Your goal - Copy every line that holds the string "upper" from the data below.

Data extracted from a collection
────────────────────────────────────────

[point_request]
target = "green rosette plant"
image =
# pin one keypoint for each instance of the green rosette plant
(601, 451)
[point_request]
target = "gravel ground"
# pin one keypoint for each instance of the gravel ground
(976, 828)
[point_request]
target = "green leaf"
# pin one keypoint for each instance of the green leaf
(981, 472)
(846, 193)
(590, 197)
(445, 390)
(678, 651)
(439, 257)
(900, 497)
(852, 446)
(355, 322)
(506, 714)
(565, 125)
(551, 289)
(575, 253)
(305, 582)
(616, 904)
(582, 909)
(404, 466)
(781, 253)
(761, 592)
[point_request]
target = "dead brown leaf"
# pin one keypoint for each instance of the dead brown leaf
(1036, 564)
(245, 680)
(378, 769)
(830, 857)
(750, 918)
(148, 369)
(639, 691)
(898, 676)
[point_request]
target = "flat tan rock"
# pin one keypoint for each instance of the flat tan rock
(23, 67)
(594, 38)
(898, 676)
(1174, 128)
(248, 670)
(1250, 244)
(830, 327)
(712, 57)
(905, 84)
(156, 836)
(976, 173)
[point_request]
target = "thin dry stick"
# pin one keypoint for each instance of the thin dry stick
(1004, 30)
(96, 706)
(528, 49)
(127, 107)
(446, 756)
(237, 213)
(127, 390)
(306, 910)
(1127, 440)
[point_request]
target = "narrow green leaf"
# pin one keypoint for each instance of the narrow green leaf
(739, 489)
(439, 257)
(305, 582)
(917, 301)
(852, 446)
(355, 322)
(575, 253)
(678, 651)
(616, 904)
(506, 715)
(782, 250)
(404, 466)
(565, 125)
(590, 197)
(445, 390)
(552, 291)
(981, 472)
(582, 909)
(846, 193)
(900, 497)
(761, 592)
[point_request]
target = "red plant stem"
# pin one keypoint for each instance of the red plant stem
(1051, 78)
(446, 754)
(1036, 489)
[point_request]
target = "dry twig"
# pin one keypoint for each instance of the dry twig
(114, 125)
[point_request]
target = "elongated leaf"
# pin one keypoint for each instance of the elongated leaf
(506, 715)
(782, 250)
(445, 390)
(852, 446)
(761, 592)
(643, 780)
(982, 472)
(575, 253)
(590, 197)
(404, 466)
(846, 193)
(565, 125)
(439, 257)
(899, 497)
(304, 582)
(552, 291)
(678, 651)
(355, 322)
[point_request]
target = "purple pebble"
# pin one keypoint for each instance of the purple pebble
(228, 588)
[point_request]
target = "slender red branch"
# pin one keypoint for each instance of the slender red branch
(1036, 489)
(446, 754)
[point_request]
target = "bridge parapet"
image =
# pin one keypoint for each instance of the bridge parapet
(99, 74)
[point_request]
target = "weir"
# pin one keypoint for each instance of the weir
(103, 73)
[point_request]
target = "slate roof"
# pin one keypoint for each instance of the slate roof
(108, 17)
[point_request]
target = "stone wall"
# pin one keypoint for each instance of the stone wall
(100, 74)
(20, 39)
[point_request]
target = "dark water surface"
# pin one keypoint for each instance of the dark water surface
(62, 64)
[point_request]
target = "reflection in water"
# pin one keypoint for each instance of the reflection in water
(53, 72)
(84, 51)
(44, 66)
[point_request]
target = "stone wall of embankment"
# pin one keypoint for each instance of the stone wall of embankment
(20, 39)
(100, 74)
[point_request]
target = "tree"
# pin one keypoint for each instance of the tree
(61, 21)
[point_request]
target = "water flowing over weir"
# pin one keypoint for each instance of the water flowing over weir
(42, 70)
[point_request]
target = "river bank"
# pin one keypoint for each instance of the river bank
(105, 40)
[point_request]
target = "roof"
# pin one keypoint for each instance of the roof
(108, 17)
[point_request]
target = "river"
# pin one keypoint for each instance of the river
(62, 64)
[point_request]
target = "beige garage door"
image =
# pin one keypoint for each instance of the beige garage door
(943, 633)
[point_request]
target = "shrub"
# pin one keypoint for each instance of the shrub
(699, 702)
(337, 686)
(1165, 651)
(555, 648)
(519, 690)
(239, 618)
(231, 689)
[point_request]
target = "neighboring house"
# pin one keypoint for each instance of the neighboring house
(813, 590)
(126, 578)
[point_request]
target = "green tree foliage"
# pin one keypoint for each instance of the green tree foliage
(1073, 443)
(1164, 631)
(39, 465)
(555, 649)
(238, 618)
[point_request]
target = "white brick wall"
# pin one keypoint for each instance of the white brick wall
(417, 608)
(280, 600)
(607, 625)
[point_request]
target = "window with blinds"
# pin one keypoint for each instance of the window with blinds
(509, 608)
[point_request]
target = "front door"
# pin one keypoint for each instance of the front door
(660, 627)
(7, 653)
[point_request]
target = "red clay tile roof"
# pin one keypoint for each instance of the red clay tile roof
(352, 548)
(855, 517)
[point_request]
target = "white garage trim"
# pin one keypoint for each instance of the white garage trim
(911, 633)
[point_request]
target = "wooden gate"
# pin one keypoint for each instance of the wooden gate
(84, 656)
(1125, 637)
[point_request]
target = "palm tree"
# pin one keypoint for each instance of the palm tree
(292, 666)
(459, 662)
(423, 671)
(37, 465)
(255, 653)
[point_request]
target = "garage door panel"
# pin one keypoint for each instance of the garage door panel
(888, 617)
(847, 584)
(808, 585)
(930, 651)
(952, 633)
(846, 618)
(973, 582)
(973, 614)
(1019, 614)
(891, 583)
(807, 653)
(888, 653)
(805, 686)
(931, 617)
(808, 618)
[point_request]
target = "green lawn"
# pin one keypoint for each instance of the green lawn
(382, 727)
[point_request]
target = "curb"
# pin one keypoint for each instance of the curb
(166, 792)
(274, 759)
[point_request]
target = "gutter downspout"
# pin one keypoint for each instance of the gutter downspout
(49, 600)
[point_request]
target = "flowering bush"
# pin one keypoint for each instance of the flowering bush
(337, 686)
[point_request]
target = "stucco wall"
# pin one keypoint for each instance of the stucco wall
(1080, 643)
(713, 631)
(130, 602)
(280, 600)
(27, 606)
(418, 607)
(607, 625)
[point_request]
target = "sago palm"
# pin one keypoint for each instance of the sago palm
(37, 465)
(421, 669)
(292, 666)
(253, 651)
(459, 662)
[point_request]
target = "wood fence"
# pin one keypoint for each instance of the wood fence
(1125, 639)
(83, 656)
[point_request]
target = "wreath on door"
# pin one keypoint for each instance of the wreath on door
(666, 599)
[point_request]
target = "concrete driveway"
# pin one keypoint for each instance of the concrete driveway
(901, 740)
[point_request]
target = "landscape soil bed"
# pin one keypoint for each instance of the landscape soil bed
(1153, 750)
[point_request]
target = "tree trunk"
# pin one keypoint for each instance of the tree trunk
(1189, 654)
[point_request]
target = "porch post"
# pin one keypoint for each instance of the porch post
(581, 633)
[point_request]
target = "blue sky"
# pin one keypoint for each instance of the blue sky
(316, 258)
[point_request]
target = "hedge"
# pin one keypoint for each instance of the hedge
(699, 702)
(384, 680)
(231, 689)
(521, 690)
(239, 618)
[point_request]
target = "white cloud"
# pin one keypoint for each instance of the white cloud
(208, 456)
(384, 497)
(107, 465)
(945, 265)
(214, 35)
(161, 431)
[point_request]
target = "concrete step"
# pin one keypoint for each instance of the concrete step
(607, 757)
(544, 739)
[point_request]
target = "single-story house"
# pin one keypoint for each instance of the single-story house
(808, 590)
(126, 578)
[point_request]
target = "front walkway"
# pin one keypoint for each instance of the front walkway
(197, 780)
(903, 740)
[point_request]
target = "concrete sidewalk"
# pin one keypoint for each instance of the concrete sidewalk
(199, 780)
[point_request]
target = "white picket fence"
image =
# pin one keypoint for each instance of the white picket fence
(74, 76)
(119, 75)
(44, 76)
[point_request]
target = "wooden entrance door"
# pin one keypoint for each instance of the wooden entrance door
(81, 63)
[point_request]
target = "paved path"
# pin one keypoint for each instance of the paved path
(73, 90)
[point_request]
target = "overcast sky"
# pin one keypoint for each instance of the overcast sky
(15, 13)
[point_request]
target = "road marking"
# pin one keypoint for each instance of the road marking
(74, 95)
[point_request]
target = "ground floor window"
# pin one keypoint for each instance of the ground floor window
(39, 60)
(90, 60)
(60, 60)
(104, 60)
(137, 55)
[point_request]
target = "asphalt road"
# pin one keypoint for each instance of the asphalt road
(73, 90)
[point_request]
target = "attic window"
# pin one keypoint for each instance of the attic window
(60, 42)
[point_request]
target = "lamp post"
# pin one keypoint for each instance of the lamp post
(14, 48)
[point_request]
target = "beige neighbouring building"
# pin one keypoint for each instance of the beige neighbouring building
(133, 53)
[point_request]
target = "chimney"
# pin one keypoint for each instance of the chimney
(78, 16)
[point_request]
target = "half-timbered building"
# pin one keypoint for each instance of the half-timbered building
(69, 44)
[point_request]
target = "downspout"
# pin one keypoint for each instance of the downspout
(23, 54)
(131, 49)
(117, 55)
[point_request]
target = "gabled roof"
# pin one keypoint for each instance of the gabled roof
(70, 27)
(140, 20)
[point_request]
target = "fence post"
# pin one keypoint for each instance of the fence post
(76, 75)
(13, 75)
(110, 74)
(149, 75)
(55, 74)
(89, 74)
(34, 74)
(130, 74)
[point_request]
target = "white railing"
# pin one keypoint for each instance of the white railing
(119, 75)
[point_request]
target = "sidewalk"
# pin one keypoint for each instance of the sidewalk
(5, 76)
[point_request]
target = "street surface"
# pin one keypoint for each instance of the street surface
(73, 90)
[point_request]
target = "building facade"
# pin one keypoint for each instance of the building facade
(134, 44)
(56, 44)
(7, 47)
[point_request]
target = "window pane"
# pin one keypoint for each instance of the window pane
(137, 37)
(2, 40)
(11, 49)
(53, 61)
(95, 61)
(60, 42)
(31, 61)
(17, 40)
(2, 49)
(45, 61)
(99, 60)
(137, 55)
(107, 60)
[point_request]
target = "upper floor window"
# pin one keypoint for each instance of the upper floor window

────────────────────────────────────────

Reply -
target = "upper floor window"
# pin one keypoint for each instance of the upper floor window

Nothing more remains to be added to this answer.